Task directions: Go through the lines below and copy any that hold the string "vent".

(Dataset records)
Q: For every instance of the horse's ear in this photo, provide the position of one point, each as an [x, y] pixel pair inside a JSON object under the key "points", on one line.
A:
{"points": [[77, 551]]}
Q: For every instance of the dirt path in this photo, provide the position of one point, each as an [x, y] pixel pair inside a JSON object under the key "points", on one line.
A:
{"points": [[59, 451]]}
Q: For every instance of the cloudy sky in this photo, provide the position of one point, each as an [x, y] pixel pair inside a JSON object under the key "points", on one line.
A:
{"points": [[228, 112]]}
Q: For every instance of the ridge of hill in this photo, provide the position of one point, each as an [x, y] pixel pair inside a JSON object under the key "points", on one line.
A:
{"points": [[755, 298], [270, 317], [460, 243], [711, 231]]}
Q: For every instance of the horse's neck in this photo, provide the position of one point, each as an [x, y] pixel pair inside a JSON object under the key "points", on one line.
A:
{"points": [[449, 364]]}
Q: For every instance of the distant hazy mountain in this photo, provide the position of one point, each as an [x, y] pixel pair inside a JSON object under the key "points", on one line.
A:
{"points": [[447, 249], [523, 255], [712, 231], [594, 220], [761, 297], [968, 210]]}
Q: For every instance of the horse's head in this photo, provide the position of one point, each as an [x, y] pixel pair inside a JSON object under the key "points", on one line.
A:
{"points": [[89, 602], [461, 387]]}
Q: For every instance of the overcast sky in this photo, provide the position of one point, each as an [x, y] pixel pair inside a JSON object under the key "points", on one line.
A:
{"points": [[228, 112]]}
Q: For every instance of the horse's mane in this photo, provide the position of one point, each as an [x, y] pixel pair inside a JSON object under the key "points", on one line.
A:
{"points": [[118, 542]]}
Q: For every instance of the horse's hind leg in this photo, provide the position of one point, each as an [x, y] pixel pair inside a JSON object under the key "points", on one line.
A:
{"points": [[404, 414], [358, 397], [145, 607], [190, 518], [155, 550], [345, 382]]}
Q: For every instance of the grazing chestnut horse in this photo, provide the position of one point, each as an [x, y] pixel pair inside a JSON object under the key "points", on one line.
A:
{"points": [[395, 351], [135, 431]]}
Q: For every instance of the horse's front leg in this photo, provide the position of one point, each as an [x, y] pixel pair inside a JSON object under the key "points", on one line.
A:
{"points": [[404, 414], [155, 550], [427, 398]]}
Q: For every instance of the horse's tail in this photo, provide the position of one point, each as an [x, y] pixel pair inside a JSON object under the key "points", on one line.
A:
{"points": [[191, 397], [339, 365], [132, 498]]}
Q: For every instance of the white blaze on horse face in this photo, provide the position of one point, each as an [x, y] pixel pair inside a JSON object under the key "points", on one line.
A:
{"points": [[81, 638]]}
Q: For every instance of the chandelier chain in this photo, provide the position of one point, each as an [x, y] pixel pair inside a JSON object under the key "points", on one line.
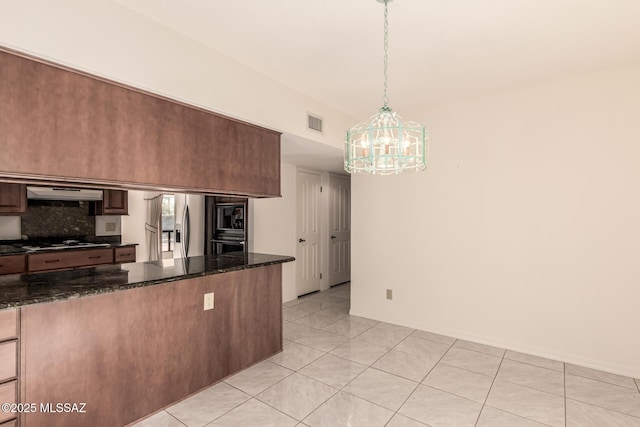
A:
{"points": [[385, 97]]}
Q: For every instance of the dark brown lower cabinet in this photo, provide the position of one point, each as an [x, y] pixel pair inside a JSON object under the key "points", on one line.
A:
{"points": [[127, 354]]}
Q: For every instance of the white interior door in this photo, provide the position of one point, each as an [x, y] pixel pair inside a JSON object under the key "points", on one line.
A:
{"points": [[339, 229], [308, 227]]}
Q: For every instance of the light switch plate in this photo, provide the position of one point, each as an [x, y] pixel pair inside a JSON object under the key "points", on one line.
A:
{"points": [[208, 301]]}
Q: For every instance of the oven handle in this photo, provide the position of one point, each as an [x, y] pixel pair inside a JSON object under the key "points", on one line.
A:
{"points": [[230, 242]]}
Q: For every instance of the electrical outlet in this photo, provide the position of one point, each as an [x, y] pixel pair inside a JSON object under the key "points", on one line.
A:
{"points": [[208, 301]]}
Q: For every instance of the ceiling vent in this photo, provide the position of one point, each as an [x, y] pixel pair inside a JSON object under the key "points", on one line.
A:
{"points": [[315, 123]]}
--
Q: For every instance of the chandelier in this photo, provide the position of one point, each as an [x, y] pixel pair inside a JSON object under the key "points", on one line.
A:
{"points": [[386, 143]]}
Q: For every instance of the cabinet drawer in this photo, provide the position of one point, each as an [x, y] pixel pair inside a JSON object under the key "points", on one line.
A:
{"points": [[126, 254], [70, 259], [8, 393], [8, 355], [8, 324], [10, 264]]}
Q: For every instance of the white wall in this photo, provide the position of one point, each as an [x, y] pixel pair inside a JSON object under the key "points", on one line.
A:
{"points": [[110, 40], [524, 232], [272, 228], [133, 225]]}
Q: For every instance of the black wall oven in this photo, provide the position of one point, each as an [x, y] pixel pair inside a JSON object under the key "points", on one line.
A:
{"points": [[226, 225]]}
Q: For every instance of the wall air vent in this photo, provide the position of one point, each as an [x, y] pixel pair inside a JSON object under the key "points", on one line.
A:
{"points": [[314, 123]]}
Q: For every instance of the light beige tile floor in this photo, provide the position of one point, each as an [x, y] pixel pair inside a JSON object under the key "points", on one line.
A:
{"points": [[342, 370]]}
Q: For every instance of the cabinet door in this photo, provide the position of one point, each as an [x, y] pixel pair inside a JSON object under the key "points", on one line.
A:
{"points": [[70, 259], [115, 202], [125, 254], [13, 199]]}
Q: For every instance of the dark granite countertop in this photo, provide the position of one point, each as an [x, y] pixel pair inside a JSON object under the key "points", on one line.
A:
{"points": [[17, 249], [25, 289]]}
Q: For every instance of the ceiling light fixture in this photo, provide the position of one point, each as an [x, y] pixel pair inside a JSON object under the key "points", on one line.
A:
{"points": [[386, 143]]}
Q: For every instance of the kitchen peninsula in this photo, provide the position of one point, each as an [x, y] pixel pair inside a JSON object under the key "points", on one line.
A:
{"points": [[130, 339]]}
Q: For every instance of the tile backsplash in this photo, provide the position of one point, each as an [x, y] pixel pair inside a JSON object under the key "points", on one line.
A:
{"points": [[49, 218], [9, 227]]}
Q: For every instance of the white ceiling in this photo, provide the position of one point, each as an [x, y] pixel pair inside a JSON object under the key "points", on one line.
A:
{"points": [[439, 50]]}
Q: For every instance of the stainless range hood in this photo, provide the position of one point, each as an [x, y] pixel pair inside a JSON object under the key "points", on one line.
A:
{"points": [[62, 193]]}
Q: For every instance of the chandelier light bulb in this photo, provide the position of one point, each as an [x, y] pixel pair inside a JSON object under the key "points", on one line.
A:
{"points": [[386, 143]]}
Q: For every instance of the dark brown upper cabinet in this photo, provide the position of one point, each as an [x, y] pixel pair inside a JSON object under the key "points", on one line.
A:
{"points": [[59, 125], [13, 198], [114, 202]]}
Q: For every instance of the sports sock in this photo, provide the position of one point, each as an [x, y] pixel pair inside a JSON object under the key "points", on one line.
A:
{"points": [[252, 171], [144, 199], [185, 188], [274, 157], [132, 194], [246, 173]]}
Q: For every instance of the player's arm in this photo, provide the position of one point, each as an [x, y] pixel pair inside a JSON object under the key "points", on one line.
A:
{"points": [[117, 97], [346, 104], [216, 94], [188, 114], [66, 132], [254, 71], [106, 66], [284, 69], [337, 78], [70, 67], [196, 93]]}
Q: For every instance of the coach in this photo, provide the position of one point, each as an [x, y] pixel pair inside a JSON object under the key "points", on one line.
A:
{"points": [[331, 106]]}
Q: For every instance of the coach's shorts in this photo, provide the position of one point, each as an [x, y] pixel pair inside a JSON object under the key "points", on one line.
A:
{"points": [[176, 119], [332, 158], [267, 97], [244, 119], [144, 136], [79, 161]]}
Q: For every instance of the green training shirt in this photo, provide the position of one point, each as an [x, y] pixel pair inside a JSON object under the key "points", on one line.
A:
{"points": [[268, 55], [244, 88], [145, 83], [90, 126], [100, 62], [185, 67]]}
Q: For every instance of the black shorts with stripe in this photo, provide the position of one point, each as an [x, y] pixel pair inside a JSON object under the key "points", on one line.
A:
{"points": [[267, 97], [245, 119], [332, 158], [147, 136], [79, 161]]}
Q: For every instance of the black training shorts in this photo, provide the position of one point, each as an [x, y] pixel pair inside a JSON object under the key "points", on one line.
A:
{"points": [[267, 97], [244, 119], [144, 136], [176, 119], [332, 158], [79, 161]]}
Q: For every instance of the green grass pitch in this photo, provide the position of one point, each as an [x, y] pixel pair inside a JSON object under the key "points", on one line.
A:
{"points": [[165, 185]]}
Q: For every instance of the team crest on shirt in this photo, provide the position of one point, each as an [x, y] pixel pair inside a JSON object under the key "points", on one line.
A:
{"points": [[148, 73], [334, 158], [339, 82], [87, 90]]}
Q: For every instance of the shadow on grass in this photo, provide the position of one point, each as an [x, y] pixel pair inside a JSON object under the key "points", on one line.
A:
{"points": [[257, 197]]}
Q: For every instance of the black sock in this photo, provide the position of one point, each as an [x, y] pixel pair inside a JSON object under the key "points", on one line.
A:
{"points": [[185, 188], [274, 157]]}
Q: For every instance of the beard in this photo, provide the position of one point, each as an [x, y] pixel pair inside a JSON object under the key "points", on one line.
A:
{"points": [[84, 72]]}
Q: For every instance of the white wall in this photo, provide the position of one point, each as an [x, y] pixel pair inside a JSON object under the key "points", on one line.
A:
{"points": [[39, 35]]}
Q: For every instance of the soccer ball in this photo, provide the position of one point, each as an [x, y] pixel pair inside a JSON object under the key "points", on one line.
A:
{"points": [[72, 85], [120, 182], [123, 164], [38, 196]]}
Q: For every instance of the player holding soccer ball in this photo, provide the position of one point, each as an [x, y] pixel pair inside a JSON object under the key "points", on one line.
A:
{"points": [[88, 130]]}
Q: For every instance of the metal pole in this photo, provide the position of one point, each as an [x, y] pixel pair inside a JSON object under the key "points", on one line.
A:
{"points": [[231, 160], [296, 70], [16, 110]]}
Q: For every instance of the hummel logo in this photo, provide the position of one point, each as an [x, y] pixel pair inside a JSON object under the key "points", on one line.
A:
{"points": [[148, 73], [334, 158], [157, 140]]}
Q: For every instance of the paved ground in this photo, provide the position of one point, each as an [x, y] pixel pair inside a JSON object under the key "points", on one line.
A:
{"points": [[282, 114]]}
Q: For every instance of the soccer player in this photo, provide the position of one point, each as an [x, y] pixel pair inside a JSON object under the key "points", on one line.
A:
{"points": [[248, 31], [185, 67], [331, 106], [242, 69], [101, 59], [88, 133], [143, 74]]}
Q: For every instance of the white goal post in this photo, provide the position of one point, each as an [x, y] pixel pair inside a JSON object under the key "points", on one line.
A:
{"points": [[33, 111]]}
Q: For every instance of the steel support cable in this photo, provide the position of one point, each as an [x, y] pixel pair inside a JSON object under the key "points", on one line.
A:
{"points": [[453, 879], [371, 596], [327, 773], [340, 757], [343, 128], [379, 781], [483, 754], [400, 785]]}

Task response:
Q: For every instance of the ceiling vent in this photo, provide the position of one point, each as an [x, y] pixel pair inside a JSON object under the key "points", on one line.
Q: For every instance of the wall air vent in this photo, provide the position of one point, each as an [x, y] pixel pair inside a JSON object under the key "points", on one line.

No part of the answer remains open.